#### What is expected
Continue the StarRocks alert troubleshooting text below, starting after its last sentence.

#### Quoted text
A dead BE node means lost replicas, potential query failures on tablets that only existed on that node, and increased load on surviving nodes. Remediation depends on the crash cause:

Tablet metadata corruption: Add ignore_load_tablet_failure = true to be.conf and restart. The BE will skip corrupt tablets, which can then be repaired via replica rebuild.
Disk failure: Remove the failed disk from storage_root_path in be.conf and restart. Replicas on the failed disk will be rebuilt automatically from surviving copies.
Query-induced crash: If a specific SQL pattern crashes the BE, add it to the SQL blacklist: ADD SQLBLACKLIST "pattern". Then restart the BE and file a bug with the StarRocks community.

JVM Memory Exhaustion (FE)

text

# PromQL
sum(jvm_heap_size_bytes{type="used", job="$job_name"})
  / sum(jvm_heap_size_bytes{type="max", job="$job_name"}) * 100 > 90

FE nodes run on the JVM. When heap usage exceeds 90%, you are one large metadata operation away from an OutOfMemoryError and an FE crash. Investigation:

On StarRocks 3.2+, async-profiler memory profiles are stored in fe/log/proc_profile. These show exactly which objects are consuming heap.
Common causes: excessive UNION ALL queries generating large plan trees, or a metadata catalog with millions of tablets.
Emergency fix: restart the FE. Long-term fix: increase -Xmx in fe.conf or reduce the tablet count by using larger partitions.

Checkpoint Failure (FE Metadata)

text

# PromQL — normal operation triggers checkpoint at 50,000 logs
starrocks_fe_meta_log_count{job="$job_name", instance="$fe_leader"} > 100000

If the meta log count exceeds 100,000, the FE leader has failed to create a checkpoint image. This means recovery time after a restart will be extremely long (replaying all those journal entries). Search FE logs for "begin to generate new image" to check if checkpoints are running. If not, investigate disk I/O on the metadata volume—checkpoint writes compete with journal writes.

#### Given records
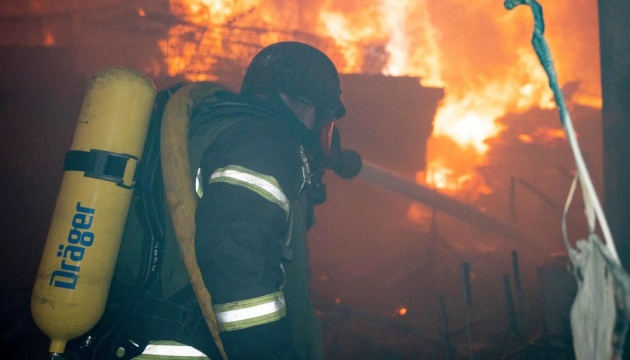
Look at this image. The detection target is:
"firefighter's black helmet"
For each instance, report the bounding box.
[241,41,346,119]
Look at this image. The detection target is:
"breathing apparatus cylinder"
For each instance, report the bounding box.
[31,68,156,354]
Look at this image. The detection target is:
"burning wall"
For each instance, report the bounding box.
[0,0,601,356]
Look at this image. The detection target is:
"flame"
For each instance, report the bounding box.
[160,0,601,196]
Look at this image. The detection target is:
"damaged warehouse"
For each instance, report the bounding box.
[0,0,627,359]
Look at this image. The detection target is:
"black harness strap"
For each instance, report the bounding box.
[63,149,140,189]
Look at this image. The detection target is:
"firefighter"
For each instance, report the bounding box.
[190,42,346,359]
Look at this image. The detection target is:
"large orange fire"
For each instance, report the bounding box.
[161,0,601,196]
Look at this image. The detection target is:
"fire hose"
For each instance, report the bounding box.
[161,82,227,360]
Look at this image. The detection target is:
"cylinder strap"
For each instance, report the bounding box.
[63,149,139,189]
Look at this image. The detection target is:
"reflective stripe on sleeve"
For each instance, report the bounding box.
[213,291,287,331]
[134,341,209,360]
[209,165,290,214]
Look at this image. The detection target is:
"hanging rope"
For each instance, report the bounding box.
[504,0,630,360]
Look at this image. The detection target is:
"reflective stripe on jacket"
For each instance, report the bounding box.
[213,291,287,331]
[134,341,210,360]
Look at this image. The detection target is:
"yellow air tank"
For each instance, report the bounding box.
[31,68,156,355]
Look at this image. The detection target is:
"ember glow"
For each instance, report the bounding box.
[161,0,601,197]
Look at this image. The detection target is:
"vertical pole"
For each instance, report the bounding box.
[462,262,473,360]
[438,295,453,360]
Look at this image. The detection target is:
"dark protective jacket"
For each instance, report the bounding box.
[77,88,325,360]
[190,94,322,359]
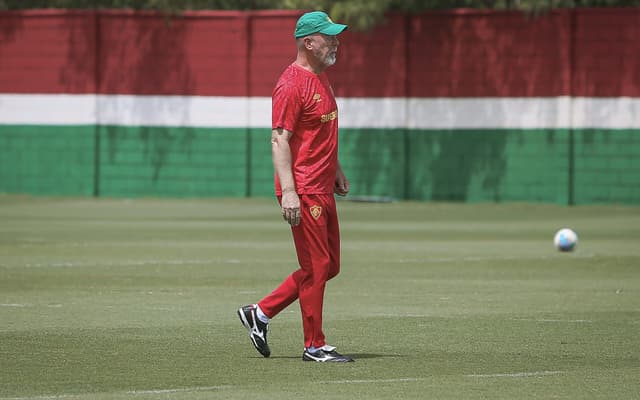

#### Answer for the task
Compaction Health

Compaction is StarRocks' background process for merging small data files (rowsets) into larger ones. When compaction falls behind, query performance degrades because each scan must open more files, and eventually tablets hit the version limit and reject new writes.

Compaction Failures (≥3/min):

text

# PromQL
increase(starrocks_be_engine_requests_total{status="failed", type="cumulative_compaction", job="$job_name"}[1m]) > 3

Search BE logs: grep -E 'compaction' be.INFO | grep failed. Common causes: corrupt data files, disk I/O errors, or OOM during compaction.

High Compaction Pressure Score (>100):

text

# PromQL
starrocks_fe_max_tablet_compaction_score{job="$job_name"} > 100

This means ingestion is producing rowsets faster than compaction can merge them. Mitigations:

Increase the ingestion interval to ≥5 seconds between batches.
Avoid high-concurrency DELETE operations—each DELETE creates a new version that compaction must merge.
Increase cumulative_compaction_num_threads_per_disk if CPU and I/O headroom exist.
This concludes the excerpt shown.